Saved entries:
------------------------------
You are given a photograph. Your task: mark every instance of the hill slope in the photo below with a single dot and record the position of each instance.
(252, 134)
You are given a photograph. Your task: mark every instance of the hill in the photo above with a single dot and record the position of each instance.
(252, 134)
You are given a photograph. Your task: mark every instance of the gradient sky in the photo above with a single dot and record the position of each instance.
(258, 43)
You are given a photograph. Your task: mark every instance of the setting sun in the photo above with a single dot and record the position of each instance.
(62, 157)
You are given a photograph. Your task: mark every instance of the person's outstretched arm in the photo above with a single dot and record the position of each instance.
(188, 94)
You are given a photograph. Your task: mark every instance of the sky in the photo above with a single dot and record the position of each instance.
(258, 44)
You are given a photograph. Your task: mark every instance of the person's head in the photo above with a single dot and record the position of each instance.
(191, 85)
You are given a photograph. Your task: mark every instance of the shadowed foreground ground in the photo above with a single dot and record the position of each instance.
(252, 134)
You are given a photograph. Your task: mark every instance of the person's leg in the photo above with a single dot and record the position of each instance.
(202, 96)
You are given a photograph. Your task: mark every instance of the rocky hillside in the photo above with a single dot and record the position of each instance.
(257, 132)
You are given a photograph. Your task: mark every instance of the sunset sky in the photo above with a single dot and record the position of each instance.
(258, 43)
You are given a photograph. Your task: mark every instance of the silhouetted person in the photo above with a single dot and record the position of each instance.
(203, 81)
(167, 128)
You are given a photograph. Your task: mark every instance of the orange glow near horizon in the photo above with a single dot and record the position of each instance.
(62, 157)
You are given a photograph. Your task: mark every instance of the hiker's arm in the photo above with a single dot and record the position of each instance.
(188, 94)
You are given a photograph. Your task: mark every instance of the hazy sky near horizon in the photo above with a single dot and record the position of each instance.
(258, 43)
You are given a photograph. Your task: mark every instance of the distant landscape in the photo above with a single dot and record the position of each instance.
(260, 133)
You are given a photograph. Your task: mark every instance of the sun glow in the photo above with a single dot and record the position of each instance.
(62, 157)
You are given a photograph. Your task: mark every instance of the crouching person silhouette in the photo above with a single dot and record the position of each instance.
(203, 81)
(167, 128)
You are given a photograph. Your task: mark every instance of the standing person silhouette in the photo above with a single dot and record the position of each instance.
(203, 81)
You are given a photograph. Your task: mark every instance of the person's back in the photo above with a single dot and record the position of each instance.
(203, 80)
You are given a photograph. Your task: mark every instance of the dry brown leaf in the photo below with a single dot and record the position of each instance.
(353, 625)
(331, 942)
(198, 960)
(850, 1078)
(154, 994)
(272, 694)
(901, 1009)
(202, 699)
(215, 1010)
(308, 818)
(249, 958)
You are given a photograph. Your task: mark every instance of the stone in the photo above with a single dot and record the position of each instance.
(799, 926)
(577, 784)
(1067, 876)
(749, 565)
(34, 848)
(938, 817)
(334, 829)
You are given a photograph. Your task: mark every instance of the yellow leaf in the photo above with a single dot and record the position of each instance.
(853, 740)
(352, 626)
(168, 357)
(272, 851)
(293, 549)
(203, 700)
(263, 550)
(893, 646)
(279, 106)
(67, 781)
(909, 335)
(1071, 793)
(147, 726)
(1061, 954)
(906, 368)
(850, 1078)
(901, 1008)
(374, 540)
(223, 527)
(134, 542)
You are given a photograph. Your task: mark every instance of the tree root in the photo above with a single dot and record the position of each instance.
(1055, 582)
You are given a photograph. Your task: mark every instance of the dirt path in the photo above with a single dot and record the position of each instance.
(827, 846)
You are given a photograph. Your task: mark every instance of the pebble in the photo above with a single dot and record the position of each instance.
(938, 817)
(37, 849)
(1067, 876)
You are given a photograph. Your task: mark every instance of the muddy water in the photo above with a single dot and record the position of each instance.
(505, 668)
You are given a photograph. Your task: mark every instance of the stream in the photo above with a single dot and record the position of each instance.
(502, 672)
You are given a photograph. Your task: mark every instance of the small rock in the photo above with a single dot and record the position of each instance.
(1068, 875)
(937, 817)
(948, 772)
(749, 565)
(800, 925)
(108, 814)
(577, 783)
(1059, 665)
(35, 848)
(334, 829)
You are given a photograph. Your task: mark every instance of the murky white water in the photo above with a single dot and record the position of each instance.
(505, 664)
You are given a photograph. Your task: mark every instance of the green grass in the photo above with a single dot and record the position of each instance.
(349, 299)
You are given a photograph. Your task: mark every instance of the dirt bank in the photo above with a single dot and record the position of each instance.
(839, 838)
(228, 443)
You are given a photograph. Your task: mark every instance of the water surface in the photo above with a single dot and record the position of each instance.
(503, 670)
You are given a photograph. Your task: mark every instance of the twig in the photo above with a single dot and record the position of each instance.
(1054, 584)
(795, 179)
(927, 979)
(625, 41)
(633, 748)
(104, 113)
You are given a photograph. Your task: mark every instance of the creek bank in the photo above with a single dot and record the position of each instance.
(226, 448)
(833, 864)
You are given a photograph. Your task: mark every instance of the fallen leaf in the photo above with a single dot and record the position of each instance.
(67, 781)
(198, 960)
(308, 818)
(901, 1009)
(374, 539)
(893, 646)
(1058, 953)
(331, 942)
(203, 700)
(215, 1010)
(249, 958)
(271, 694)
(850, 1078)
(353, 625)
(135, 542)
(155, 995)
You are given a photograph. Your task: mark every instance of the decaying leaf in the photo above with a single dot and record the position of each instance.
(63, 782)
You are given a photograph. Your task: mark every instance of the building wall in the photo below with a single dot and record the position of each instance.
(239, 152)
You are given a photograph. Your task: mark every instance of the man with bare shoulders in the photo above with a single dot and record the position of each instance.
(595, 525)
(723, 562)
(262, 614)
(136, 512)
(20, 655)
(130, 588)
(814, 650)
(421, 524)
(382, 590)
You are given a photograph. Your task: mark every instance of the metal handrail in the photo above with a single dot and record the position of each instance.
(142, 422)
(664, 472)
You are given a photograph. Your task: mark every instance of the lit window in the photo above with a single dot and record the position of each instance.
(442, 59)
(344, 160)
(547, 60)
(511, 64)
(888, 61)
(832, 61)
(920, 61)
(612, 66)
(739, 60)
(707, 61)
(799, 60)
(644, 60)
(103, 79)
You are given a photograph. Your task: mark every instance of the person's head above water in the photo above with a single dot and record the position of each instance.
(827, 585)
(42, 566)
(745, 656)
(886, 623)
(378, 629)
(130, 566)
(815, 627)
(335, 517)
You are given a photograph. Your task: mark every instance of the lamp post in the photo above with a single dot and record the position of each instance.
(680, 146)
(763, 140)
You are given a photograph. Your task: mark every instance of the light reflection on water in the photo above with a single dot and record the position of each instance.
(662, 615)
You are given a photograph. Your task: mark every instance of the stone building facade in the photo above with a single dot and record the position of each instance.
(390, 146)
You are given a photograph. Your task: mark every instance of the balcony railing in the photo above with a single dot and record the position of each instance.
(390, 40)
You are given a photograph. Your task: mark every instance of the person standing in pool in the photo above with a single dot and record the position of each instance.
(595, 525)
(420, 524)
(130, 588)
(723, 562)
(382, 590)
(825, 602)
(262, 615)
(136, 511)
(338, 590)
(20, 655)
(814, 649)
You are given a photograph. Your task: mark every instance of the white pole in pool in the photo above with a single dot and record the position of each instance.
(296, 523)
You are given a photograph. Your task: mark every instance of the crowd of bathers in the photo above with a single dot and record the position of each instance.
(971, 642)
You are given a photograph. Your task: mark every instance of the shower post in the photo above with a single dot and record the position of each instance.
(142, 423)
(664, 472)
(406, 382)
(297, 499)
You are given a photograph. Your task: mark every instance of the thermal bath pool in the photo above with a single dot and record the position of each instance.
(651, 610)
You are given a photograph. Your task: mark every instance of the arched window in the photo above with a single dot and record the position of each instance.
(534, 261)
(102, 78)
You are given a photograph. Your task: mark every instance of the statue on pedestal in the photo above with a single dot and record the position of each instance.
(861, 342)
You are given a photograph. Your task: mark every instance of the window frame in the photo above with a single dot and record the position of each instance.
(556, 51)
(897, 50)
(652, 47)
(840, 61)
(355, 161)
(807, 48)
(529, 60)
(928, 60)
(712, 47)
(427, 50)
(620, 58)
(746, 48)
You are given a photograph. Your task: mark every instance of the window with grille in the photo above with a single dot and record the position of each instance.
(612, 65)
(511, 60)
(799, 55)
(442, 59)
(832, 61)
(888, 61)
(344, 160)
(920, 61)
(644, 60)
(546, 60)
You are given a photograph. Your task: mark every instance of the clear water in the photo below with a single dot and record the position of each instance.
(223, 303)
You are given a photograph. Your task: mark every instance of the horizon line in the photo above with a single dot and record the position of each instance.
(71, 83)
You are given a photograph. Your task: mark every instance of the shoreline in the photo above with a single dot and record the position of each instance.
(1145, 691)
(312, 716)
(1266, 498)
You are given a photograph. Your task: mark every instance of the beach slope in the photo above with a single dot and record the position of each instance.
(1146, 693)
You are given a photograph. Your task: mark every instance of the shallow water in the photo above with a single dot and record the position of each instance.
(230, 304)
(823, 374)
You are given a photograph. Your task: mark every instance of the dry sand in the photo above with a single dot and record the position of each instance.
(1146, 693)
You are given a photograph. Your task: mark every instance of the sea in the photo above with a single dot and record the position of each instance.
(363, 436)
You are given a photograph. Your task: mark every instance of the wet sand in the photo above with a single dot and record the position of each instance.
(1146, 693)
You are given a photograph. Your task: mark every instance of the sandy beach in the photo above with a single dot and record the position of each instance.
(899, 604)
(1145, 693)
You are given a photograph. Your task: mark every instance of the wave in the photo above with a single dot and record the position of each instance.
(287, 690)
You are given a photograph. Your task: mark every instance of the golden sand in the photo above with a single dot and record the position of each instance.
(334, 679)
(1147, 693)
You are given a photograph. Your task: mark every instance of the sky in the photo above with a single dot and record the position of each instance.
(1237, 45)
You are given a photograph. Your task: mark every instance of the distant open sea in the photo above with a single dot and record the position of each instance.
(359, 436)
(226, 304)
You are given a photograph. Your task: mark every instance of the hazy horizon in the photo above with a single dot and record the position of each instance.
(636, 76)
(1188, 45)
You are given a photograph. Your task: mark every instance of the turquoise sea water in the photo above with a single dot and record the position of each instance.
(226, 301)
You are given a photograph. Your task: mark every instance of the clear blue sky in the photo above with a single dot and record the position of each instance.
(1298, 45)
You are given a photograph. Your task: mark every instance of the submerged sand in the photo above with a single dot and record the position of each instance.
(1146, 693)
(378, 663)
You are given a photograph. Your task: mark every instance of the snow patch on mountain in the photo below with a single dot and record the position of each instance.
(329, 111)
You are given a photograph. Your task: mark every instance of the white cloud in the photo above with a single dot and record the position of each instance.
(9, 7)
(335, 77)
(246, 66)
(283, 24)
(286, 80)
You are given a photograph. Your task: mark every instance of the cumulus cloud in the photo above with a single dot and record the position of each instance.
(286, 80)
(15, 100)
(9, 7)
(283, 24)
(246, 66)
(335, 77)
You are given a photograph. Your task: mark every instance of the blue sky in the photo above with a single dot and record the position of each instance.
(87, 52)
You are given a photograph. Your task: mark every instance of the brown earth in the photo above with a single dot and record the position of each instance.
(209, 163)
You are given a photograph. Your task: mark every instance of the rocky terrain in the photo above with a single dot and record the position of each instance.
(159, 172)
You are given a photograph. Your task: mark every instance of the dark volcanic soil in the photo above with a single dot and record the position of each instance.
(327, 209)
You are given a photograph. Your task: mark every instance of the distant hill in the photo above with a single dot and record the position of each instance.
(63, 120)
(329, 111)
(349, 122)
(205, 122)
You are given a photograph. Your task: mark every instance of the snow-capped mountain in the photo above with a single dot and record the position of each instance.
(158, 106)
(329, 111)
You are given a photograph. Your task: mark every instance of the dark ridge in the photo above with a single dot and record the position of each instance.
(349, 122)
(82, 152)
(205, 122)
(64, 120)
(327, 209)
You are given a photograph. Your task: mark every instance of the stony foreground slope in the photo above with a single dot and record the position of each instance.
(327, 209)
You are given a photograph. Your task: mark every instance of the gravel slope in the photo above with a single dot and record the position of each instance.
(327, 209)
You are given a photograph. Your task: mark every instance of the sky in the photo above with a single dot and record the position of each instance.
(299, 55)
------------------------------
Copy the material from the line containing "of the stony" through the end, changing "slope" to "incline" and leaving everything else as it is.

You are given a photograph. Your task: mark every instance of the stony foreground incline in the photo above with a single dot and record the position of each instance.
(327, 209)
You are given a photograph. Your task: mark every instance of the gravel incline in the photo above with a single dot and record the position of each instance.
(327, 209)
You are given a photograph. Your task: mark every instance of the sky in the photo above with a single dot and record the position of each instance.
(299, 55)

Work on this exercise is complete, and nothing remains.